(Prompt)
Extract, verbatim, all lines starting at the one containing "the car hood" and ending with the final line of the listing, and no others.

============================================================

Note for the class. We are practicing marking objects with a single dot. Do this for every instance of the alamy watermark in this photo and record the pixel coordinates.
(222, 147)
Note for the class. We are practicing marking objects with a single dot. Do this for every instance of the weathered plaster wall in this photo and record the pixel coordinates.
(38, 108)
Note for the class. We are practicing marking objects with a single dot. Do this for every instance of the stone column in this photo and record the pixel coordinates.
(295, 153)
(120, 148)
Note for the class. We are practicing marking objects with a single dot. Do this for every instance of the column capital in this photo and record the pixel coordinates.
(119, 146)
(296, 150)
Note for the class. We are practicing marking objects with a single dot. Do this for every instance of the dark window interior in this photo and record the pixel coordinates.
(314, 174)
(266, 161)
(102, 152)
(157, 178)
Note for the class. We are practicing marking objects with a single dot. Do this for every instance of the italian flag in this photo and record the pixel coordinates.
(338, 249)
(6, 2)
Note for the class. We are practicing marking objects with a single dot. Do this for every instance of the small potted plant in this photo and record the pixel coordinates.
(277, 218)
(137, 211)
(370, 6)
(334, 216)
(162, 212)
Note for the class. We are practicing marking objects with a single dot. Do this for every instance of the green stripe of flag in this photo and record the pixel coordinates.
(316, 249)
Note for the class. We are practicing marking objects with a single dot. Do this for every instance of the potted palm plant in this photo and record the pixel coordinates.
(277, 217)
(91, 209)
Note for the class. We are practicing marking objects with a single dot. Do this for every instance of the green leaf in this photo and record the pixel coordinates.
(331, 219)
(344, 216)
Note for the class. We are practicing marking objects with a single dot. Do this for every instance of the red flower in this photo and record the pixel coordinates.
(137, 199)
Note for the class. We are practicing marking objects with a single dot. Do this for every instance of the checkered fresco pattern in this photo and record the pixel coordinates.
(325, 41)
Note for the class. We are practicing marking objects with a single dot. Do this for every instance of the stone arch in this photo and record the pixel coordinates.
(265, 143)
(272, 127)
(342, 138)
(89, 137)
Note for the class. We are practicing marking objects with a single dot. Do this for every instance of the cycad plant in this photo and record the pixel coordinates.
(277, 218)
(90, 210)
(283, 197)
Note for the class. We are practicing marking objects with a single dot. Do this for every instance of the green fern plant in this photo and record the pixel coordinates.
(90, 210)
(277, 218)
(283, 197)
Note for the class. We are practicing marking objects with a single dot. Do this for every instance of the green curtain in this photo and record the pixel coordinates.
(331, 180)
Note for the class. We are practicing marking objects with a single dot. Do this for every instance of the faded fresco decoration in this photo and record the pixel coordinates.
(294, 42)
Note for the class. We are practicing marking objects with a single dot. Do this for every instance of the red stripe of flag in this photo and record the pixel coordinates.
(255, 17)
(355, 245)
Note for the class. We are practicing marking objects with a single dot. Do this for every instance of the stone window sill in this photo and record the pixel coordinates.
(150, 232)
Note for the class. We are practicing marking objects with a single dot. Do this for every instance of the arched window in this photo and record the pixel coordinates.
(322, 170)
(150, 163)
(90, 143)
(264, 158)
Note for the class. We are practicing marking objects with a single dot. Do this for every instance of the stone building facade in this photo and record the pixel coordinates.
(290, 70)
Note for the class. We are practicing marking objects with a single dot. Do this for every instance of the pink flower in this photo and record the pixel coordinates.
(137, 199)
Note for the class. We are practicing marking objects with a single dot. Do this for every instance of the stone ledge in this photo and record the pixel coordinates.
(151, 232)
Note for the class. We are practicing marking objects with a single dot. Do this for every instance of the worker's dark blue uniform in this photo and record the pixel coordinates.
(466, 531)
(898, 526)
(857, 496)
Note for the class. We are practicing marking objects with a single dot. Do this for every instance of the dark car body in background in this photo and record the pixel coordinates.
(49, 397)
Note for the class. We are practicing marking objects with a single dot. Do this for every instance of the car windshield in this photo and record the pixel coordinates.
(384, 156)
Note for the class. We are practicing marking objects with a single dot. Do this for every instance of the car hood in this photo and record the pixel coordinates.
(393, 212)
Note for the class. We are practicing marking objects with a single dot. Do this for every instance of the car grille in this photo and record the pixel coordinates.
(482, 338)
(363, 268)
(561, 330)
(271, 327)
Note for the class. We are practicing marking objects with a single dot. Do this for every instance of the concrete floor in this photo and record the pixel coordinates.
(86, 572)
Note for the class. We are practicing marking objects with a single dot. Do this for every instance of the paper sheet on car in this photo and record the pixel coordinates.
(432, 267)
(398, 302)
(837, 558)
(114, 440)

============================================================

(Worked solution)
Note for the class. We are practicing marking objects with a single dot. Do this for every instance of the car hood in this photo and record the pixel coordinates.
(393, 212)
Note for the class. We are practicing marking objects with a single dot. Do this for every instance of the car grille in this photo and record the pixel coordinates.
(482, 338)
(363, 268)
(561, 330)
(271, 327)
Note for the class. We are practicing marking objects with a single dot. Do this for every instance of the concrete floor in this photo and record the pixel coordinates.
(86, 572)
Note for the class. We are practicing marking objects with a single dot. Do this for every instance of the paper sheet on car in this photo and record the pixel coordinates.
(432, 267)
(398, 302)
(837, 558)
(114, 440)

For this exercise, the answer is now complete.